Reproduce every line of the items below, requests included, but multiply each x and y coordinate in the answers by 2.15 and round the result to a whole number, with halves rounded up.

* **DATA LINES**:
----------
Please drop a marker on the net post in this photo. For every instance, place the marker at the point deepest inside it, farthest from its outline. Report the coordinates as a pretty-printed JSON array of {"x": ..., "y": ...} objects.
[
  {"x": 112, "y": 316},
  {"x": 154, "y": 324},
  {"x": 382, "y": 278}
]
----------
* **SOLUTION**:
Please drop a marker on the net post in this photo. For every instance, place the marker at the point deepest inside it, farthest from its outline. Report the coordinates as a pretty-printed JSON array of {"x": ..., "y": ...} objects.
[
  {"x": 241, "y": 679},
  {"x": 331, "y": 697},
  {"x": 821, "y": 598}
]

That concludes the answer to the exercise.